**WORK ITEM:** Print the line that contains "image=above" and every line after it through the last line of the records below, exactly as written and nothing else.

(Extracted data entries)
== Segment start ==

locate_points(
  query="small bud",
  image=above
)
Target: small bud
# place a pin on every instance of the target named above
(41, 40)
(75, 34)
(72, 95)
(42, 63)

== Segment end ==

**RESULT OF THIS EXERCISE:**
  image=above
)
Target: small bud
# place a pin on every instance of the target named above
(41, 40)
(75, 34)
(72, 95)
(42, 63)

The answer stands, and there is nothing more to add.